■ **PROBLEM**: Extract every line of the records below verbatim, omitting the pictures.

■ **INFORMATION PROVIDED**:
- - - - -

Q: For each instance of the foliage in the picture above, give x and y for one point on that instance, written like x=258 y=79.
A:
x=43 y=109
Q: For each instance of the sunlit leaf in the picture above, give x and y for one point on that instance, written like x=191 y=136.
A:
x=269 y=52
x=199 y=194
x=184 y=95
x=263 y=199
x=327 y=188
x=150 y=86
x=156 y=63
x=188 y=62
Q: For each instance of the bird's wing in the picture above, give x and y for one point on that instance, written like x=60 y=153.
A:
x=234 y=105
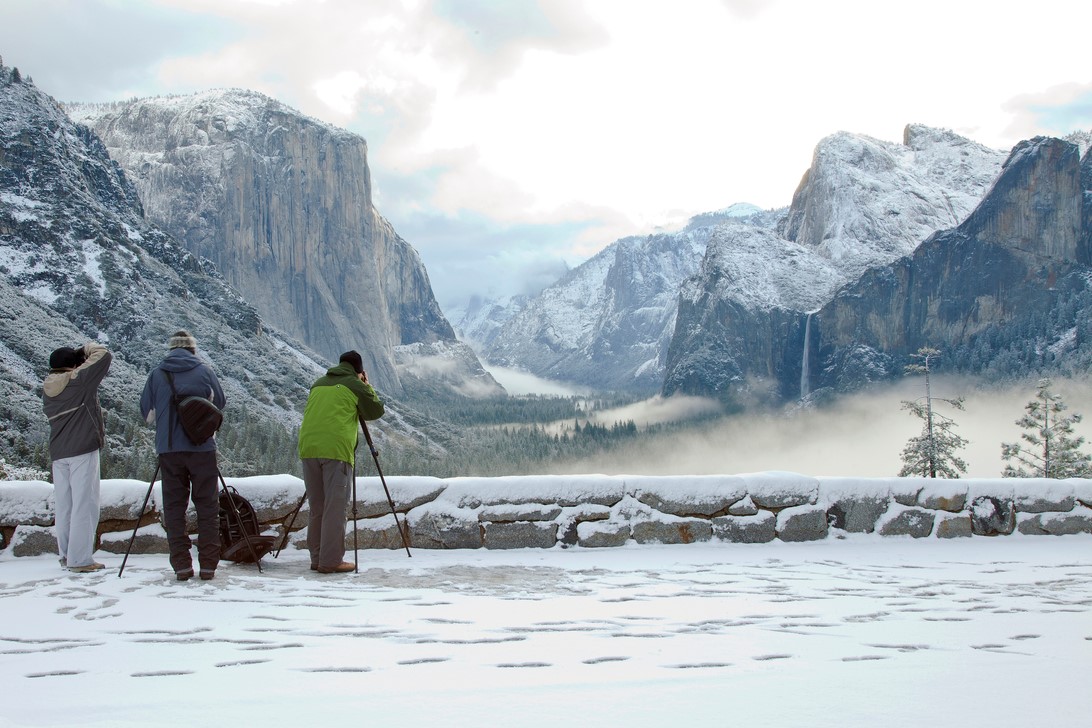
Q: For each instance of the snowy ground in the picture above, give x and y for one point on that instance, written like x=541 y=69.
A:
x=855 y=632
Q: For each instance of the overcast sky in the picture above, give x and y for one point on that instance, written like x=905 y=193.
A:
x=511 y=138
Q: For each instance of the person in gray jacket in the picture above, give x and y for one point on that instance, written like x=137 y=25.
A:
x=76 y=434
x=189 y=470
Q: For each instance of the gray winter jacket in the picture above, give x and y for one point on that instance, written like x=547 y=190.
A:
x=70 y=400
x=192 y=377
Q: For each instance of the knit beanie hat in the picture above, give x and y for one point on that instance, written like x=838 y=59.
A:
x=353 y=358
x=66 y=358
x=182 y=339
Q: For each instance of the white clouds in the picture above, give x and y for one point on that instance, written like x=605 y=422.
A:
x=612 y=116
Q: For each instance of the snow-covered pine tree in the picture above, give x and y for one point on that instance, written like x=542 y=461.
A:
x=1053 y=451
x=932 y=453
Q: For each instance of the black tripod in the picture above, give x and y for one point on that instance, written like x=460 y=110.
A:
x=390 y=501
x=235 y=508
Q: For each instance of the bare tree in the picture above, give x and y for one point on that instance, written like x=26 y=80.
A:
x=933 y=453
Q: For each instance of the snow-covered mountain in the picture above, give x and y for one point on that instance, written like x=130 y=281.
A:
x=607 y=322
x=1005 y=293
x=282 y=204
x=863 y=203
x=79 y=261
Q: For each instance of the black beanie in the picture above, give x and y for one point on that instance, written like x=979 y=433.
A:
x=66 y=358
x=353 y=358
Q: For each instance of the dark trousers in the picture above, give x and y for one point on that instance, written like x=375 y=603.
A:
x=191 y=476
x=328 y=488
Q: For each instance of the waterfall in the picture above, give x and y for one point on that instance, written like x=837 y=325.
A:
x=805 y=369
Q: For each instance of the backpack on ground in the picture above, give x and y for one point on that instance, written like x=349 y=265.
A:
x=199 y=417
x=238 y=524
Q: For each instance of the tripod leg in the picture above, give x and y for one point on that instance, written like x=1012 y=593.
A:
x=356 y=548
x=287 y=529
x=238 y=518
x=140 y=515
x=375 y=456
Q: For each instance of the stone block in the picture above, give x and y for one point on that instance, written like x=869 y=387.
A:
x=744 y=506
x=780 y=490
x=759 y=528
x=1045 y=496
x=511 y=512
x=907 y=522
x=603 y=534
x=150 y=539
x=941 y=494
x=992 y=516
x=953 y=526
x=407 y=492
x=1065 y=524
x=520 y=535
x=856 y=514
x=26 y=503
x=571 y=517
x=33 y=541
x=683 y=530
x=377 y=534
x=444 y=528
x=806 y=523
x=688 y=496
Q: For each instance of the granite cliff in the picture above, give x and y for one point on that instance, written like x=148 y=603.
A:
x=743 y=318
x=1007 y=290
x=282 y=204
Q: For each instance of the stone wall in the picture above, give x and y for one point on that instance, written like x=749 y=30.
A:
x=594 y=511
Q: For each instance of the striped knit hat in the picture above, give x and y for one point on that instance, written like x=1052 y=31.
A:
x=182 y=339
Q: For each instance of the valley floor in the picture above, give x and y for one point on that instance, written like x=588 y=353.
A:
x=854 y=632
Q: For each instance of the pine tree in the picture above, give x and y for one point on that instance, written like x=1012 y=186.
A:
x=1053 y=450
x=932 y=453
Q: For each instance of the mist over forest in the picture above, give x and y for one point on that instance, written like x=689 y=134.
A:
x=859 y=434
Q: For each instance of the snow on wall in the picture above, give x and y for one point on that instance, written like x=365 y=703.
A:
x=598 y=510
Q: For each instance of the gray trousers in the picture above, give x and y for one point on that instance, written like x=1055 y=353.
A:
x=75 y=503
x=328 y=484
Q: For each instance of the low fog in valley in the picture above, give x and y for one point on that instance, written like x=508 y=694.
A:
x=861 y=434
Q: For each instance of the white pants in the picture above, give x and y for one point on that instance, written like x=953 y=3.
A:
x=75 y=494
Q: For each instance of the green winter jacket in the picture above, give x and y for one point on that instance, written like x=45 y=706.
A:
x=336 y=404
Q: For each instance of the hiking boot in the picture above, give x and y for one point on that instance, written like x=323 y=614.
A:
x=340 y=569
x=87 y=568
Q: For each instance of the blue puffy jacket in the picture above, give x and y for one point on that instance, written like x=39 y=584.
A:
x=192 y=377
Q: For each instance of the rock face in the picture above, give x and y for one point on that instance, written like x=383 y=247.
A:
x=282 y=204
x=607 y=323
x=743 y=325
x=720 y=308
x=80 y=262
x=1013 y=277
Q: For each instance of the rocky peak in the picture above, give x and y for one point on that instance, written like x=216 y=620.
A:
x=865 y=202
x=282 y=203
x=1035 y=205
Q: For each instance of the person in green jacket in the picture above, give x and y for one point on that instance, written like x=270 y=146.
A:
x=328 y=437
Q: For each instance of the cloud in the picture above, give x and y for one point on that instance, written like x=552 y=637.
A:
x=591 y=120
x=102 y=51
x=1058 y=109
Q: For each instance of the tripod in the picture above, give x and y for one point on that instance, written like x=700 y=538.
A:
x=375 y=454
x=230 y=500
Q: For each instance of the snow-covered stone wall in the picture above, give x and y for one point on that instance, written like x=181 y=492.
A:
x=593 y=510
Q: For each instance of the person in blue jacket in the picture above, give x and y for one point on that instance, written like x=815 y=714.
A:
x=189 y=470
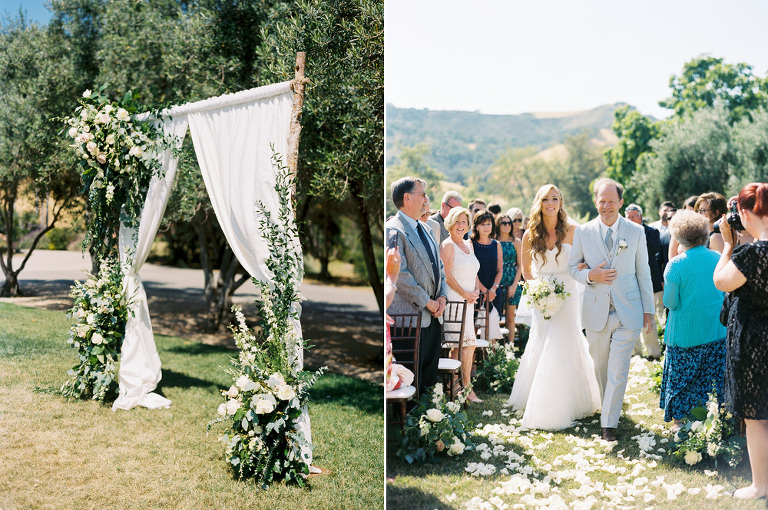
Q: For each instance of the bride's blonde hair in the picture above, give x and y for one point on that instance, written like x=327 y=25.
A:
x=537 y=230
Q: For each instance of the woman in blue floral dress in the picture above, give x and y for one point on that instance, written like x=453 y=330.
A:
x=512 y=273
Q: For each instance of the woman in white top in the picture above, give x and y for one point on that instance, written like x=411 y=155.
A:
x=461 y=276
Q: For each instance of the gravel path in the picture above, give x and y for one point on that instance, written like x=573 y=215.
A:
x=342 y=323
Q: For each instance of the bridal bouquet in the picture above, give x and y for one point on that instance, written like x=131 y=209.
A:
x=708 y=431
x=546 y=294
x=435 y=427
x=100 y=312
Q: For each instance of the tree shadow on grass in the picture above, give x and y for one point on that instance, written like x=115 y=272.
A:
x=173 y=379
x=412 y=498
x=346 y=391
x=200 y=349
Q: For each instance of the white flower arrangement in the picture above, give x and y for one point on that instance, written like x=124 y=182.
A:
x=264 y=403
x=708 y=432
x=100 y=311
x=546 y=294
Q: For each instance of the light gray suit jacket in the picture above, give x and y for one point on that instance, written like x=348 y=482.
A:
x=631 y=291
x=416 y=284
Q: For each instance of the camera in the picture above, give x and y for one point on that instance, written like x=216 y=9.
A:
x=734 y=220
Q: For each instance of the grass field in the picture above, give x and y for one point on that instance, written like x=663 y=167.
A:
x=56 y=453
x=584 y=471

- - - - -

■ **RESPONSE**:
Q: For each instance of the foliage in the picture above, give x and y for one point on that instance, written like x=258 y=79.
A:
x=43 y=109
Q: For each instance of the sunlit leaf in the picture above, give x and y for one point on that instance, written like x=191 y=136.
A:
x=269 y=52
x=199 y=194
x=184 y=95
x=263 y=199
x=327 y=188
x=150 y=86
x=156 y=63
x=188 y=62
Q: For each instance of the bird's wing in the picture above, give x and y for one point on that instance, written like x=60 y=153.
A:
x=234 y=105
Q: For each instance of the snowy ground in the picture above, give x and y for one point on that instance, written like x=541 y=69.
A:
x=855 y=632
Q: For each instance of the overcast sky in the picture above, give x and y for one point on that instance, written like x=905 y=193.
A:
x=511 y=138
Q: For each instance of the person in gray jacket in the picture above, give x and y for one point on that instance, written like x=137 y=25.
A:
x=76 y=434
x=189 y=470
Q: For each instance of the gray winter jacket in the picture above, give x and y for one point on that instance, written like x=547 y=190.
A:
x=70 y=400
x=192 y=377
Q: For each instance of the knit beanie hat in the picture above, give x and y for one point on that instance, written like x=838 y=59.
A:
x=353 y=358
x=66 y=358
x=182 y=339
Q: For each instance of the white clouds in the picture above, give x and y for one point on that instance, written like x=605 y=422.
A:
x=612 y=116
Q: For each instance of the snow-covered pine tree in the picture above, give x and y for one point on that instance, written like x=542 y=461.
A:
x=1053 y=451
x=932 y=453
Q: For each instance of the black tripod in the picture above, give x and y for one point on that instance, written like x=460 y=110.
A:
x=390 y=501
x=235 y=508
Q: For each instance of the bare tree in the picture above, give x and y for one point on that instance, written like x=26 y=80.
A:
x=933 y=453
Q: For each instance of the snow-covered mountain in the picture above, give x and y for one point on that instance, written like x=130 y=281.
A:
x=607 y=322
x=1005 y=293
x=282 y=204
x=863 y=203
x=79 y=261
Q: For each instance of the black beanie in the picture above, give x and y for one point on that instance, written like x=979 y=433.
A:
x=66 y=358
x=353 y=358
Q: For each instance of the dark trousers in the picture above, give x and y for one point on that instance, written like x=375 y=603.
A:
x=191 y=476
x=328 y=488
Q: For each instance of the waterfall in the picture above, give x and y for one point on that instance, written like x=837 y=325.
A:
x=805 y=369
Q: For each instance of the backpack on ground in the picture above, give x and y for one point on that instance, written like x=349 y=265.
A:
x=199 y=417
x=238 y=524
Q: For each instance of the tripod leg in the picture above, give x and y for one point on that instance, written like x=1012 y=593.
A:
x=356 y=548
x=287 y=529
x=238 y=518
x=140 y=515
x=375 y=456
Q: For each instance of the stone block in the picture above, give x and y for one point on that instance, written like x=869 y=387.
A:
x=744 y=506
x=780 y=490
x=759 y=528
x=1045 y=496
x=511 y=512
x=907 y=522
x=603 y=534
x=150 y=539
x=941 y=494
x=992 y=516
x=953 y=526
x=407 y=492
x=1065 y=524
x=520 y=535
x=856 y=514
x=26 y=503
x=571 y=517
x=33 y=541
x=683 y=530
x=377 y=534
x=444 y=528
x=806 y=523
x=688 y=496
Q: For each instance of the granite cliff in the picture above, give x and y for one point on that instance, written like x=148 y=603.
A:
x=743 y=318
x=1007 y=290
x=282 y=204
Q: For each instance of the stone wall in the picture above, give x and y for one point on that instance, written like x=749 y=30.
A:
x=594 y=511
Q: For each instance of the striped knit hat in the picture above, give x and y for one point on that instance, written like x=1052 y=31.
A:
x=182 y=339
Q: For each instance of the valley floor in the picture above, give x and y for one point on that instance, written like x=588 y=353.
A:
x=854 y=632
Q: For each instance of the pine tree in the picture above, give x and y for one point on that instance, written like x=1012 y=186.
A:
x=1053 y=450
x=932 y=453
Q: For each instance of the mist over forest in the picture above, give x and y for one point on that instance, written like x=689 y=134.
A:
x=859 y=434
Q: For each instance of the snow on wall in the picture above, give x and y for one point on that instance, written like x=365 y=703.
A:
x=598 y=510
Q: For each instance of the gray trousers in the picture above, give x and y for one point on that instance, written like x=1055 y=353.
A:
x=75 y=503
x=328 y=484
Q: For each instance of the low fog in valley in the picture above, give x and y for one point on that instance, written like x=508 y=694.
A:
x=861 y=434
Q: For each instance of the white pants in the picture above, give x and y for one point on that instance, written like x=953 y=3.
A:
x=75 y=494
Q: For each instance of the green winter jacket in the picture above, give x and y for one point on that instance, written like x=45 y=706.
A:
x=336 y=404
Q: For each instance of the hiking boot in the picture above, give x and y for one point on that instance, written like x=323 y=614.
A:
x=340 y=569
x=87 y=568
Q: For each instance of the blue puffy jacket in the picture above, give x and y for one point on that instance, written like x=39 y=584.
A:
x=192 y=377
Q: For each instance of the rock face in the picture above, give x and y for one point on that instance, written like x=383 y=247.
A:
x=282 y=204
x=607 y=323
x=743 y=325
x=720 y=308
x=80 y=262
x=1013 y=277
Q: For each instance of the rocky peak in the picture above, give x and y for one point on that instance, written like x=216 y=620.
A:
x=865 y=202
x=282 y=203
x=1035 y=205
Q: For each instance of the person in green jacket in the picture above, give x and y for one point on that instance, written like x=270 y=146.
A:
x=328 y=437
Q: For each instance of the cloud in the picture above, give x and y for one point on that instance, written like x=552 y=637.
A:
x=591 y=120
x=102 y=51
x=1058 y=109
Q: For each instance of the tripod in the picture above, give x and y for one point on that instance, written like x=700 y=538.
A:
x=375 y=454
x=230 y=500
Q: For each instance of the snow-covered stone wall in the picture above, give x and y for one point on that instance, written like x=181 y=492.
A:
x=593 y=510
Q: For each instance of the person in blue jacket in the picture above, give x and y for one point on that instance, written like x=815 y=714.
A:
x=189 y=470
Q: For each instance of the bride's blonde hair in the picture above, give x and y for one point on that instance, written like x=327 y=25.
A:
x=537 y=230
Q: For each instance of the woman in blue floral dress in the picture above, give x and y for one point on that instance, written like x=453 y=330.
A:
x=512 y=273
Q: For each instance of the woman in white top in the picture above, give x and y for one point on that instance, written like x=411 y=155.
A:
x=461 y=276
Q: For each instance of the gravel path in the picture above, give x and y for one point on that instance, written like x=573 y=215.
A:
x=342 y=323
Q: For each instance of the bridal bouquet in the picture above, give x and y for one point on that instance, written like x=131 y=209.
A:
x=708 y=431
x=546 y=294
x=435 y=427
x=100 y=312
Q: For each instance of the tree shadow on grass in the picture above, give x and y for one point on that instance, written like x=115 y=272.
A:
x=173 y=379
x=412 y=498
x=346 y=391
x=200 y=349
Q: For each instance of the white flower arrangement in the picture above, give x and y for one point on that instance, written like x=124 y=182.
A:
x=264 y=403
x=708 y=432
x=100 y=311
x=546 y=294
Q: For each instance of the light gray suit jacket in the picture above, give x and y for one point on that instance, written like x=348 y=482.
A:
x=631 y=291
x=416 y=284
Q: For each instance of the camera in the picture above, give x and y for one point on that instance, written like x=216 y=9.
A:
x=734 y=220
Q: For each instance of the grass field in the picture above, give x and y for one point on that instance, written like x=663 y=167.
A:
x=56 y=453
x=584 y=471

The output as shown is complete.